**QUESTIONS**
[A] D'après l'extrait sur la Covid-19 et les répétitions, d'où Lucinda Childs a-t-elle supervisé les répétitions ?
[B] Poursuivez l'extrait sur la Covid-19 et les répétitions à partir de sa dernière phrase.

La Covid-19, des répétitions à l'unique représentation


L'année 2020 est particulière pour tous et le monde artistique n'est pas épargné. Fabrice di Falco a dû s'adapter en permanence pour ce rôle. Par rapport aux limites de déplacement, Lucinda Childs n'a pas eu d'autre choix que de superviser les répétitions en visioconférence depuis chez elle à New York. Une première dans l’histoire des spectacles lyriques en France.
 

On a toujours cette chance d'avoir le metteur en scène avec vous qui travaille tous les jours avec vous et qui vous montre des exemples, qui échange énormément avec vous.  Mais à cause de la Covid-19, la grande Lucinda Childs, n'a pas pu venir des États-Unis.
Donc nous avons dû adapter la mise en scène afin que nous soyons sur le plateau. Nous la voyions sur grand écran et elle nous voyait sur son ordinateur.

Et ce fut très déroutant parce que nous devions grâce à internet et au support comprendre tout de suite sa mise en scène et tout de suite faire ce qu'elle veut. Bien sûr elle avait deux assistants extraordinaires qui se faisaient le relais de cette grande dame. 

Nous avons fait tout ce qu'il fallait pour réussir ce challenge. De réussir surtout ce qu'elle veut. La conceptualisation et la réussite de sa mise en scène afin de lui montrer que même loin, on a respecté son travail. 

Fabrice di Falco a dû s'adapter à la scène qui représente le soleil.
D'autres difficultés supplémentaires se sont ajoutées comme le port du masque, l'absence totale de public ou encore la scène qui représente le soleil bouge et s'incline sous les pieds des chanteurs.

**DONNÉES EXTRAITES**
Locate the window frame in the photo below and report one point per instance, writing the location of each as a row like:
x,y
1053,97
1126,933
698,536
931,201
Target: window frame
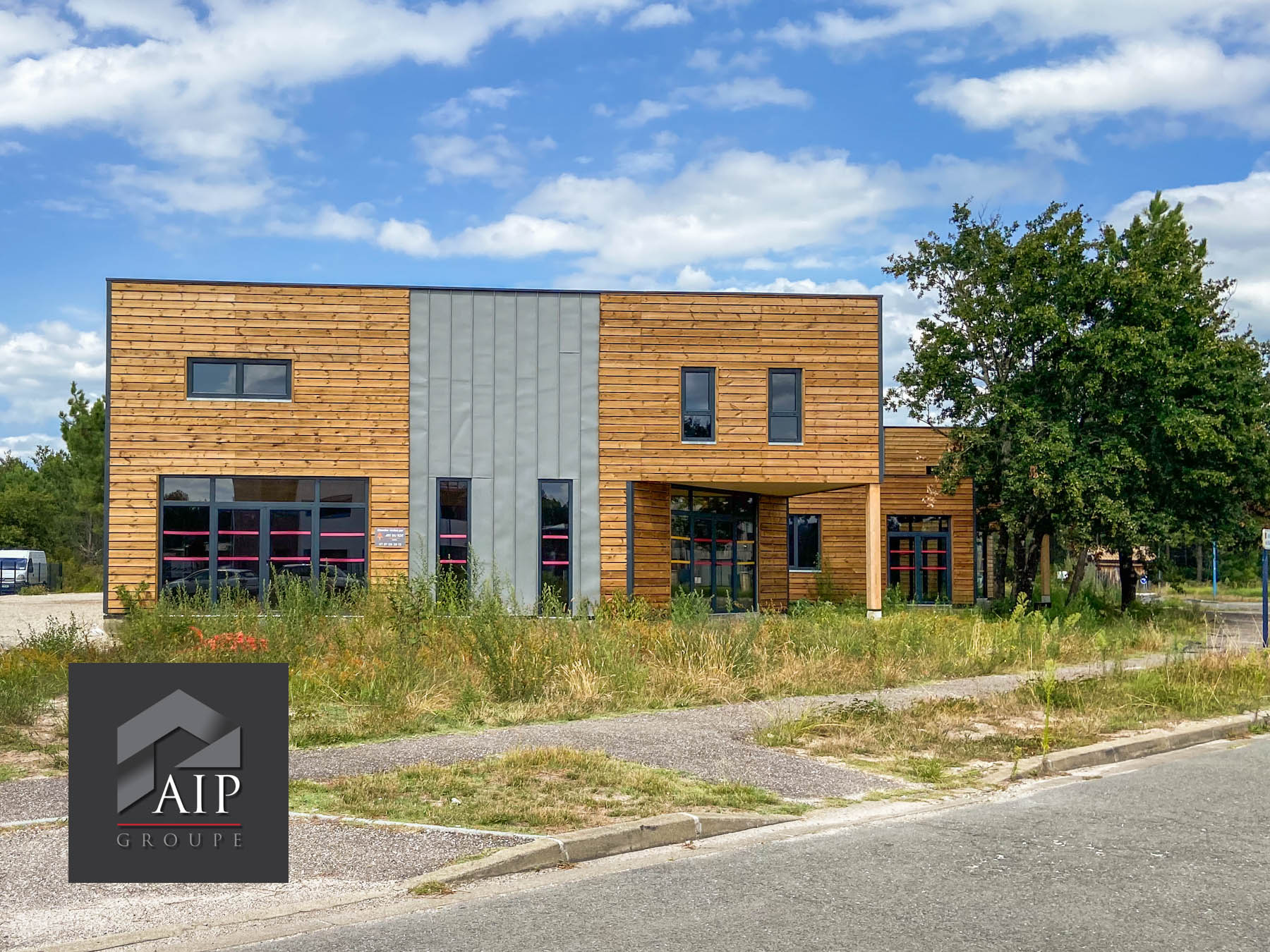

==

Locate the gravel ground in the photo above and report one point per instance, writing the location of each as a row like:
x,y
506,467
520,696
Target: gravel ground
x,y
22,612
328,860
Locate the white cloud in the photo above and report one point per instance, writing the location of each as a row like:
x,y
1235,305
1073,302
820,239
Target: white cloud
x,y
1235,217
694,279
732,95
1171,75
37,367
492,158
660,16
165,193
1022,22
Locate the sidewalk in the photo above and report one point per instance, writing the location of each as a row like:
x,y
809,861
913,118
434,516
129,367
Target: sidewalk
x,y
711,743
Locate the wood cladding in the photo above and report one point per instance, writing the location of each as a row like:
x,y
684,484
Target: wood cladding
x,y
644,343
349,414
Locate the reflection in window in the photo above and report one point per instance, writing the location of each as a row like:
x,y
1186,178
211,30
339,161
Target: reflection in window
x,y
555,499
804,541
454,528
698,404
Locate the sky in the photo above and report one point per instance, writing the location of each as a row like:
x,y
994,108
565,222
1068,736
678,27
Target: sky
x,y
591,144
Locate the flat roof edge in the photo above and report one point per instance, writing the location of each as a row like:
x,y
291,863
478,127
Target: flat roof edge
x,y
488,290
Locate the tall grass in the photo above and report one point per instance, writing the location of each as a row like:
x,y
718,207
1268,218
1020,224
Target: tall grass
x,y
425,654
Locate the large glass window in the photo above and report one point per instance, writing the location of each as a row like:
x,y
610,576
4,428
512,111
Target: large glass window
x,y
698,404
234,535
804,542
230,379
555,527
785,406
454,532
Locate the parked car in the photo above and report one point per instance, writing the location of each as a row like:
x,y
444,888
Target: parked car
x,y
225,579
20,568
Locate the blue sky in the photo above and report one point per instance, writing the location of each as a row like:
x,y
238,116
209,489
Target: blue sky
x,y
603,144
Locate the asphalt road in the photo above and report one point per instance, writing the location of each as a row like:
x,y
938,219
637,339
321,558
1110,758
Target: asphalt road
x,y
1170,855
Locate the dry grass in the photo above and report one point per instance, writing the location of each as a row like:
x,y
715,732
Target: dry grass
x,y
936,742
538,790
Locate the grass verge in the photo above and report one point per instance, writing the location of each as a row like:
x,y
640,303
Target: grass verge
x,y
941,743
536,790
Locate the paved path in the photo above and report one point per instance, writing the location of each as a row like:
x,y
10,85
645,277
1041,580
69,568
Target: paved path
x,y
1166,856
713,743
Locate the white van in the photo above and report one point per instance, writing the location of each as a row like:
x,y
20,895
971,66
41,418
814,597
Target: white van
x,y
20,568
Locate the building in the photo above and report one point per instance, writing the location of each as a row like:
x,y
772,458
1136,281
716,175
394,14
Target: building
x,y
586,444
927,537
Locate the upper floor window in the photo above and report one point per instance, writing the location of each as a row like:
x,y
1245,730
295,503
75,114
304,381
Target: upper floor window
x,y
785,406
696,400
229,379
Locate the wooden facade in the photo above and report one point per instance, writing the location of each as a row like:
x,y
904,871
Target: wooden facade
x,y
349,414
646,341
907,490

**RÉPONSES**
[A] De chez elle, à New York, en visioconférence.

[B]
C'est la première fois que je chante toutes les répétitions avec un masque. Déjà, parler dans la vie normale avec un masque, c'est compliqué. Chanter pendant des heures et des heures avec le masque, c'est aussi compliqué. 

À cela se sont rajoutées des répétitions sans public et l'on savait qu'il n'y aurait pas de représentation publique. Nos métiers c'est aussi le partage et l'échange avec le public.

Quand on a fini un air, le public applaudit ou il vous hue quand il est content ou pas content. Mais là nous étions livrés à une salle vide et il fallait qu'on puisse s'imaginer qu'il y avait un public. 

Ce soleil incliné, il fallait comme mes consoeurs, marcher sur ce sol incliné, perdre complètement l'assise. Donc il a fallu travailler aussi cette mise en scène et en plus tout dans la lenteur puisque la méthode de Lucinda Childs est dans la lenteur.

 
Un mois de travail pour quatre représentations prévues le 1er, le 3, le 5 et le 7 novembre 2020. Cependant avec la recrudescence de cas de Covid-19 et les mesures de confinement, tout a été annulé. Finalement seule la représentation du 1er a eu lieu sur la scène de l'Opéra de Nice afin d'être filmée. Grâce à cette captation audiovisuelle, il est possible de voir gratuitement cet opéra depuis le 20 novembre 2020 sur la plateforme de vidéo YouTube.
©Opéra Nice Côte d'Azur
 

On s'est dit au moins on n’aura pas travaillé un mois pour rien. Au moins on va pouvoir laisser une trace de cette production. 

Je dirais que la covid-19 a été positive pour cette production dans le sens où au moins, on a pu faire une représentation, la seule, mais captée et diffusée qui fait que tous les Outre-mer et le monde entier peuvent regarder cette production.

Ce qui n'aurait pas été le cas s'il n'y avait pas eu la Covid, on aurait fait nos quatre représentations comme à l'opéra habituellement et si les gens n'étaient pas dans la salle, ils n'auraient pas vu ce spectacle. 

On est dans une période artistique, on est obligé de trouver des solutions pour que l'artistique puisse continuer. Au lieu de chanter devant un public, on a chanté devant des chaises vides, mais on savait que les caméras qui étaient installées représentaient même plus que le public niçois puisqu'elles représentaient un public international et même un public qui n'irait jamais à l'opéra, mais l'opéra vient chez lui. 


Bonne nouvelle, selon Fabrice di Falco, Bertrand Rossi, le Directeur Général de l'opéra de Nice se serait engagé sur la reprise de cet opéra avec le même casting pour septembre et octobre 2021, avec le public cette fois.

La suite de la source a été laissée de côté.